Exercise brief: Count the lines in the records below that contain the string "windshield", matching case exactly. Give only the number.
┌─ Records to use
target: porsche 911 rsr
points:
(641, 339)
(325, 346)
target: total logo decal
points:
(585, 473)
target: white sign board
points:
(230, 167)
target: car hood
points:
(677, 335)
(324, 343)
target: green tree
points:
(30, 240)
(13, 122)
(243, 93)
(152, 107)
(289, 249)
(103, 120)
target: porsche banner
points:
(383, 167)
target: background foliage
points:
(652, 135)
└─
┌─ Records to use
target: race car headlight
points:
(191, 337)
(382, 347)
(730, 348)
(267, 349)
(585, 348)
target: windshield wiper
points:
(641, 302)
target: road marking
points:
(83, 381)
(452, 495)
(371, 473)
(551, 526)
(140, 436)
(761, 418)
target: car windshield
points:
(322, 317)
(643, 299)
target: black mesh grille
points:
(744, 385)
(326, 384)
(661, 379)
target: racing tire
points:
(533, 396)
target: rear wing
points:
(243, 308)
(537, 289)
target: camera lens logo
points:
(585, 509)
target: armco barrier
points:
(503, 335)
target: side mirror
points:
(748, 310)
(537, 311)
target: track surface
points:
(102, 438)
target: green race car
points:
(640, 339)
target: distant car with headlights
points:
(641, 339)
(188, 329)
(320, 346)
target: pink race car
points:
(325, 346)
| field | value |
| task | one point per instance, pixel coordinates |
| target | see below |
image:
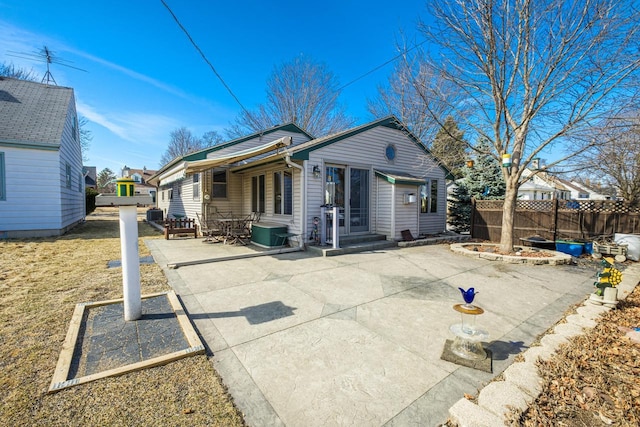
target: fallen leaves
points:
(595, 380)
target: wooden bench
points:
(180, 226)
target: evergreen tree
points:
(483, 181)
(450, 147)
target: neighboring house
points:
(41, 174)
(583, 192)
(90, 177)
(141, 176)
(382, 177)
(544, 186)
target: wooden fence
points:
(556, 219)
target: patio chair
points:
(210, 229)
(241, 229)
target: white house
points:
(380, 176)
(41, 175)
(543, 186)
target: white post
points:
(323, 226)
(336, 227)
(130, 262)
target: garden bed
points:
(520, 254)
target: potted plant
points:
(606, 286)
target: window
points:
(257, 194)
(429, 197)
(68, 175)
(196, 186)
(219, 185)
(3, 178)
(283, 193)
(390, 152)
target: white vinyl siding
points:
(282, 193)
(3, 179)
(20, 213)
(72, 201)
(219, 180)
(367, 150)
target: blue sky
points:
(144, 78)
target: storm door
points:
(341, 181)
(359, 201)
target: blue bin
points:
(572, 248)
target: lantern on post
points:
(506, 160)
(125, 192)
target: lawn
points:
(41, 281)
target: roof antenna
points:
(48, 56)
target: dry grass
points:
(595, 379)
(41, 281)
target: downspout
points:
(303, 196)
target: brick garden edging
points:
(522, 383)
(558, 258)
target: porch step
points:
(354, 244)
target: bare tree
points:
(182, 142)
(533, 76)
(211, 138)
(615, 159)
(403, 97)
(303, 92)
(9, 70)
└─
┌─ Records to use
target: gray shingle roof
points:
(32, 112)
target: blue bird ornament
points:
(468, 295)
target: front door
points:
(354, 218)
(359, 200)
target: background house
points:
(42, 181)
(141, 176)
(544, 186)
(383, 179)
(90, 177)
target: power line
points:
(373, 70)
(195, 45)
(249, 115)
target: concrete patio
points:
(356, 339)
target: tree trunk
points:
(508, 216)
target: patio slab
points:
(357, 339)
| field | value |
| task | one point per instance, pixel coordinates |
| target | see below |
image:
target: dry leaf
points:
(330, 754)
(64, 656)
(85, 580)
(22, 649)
└─
Answer for this exercise: 2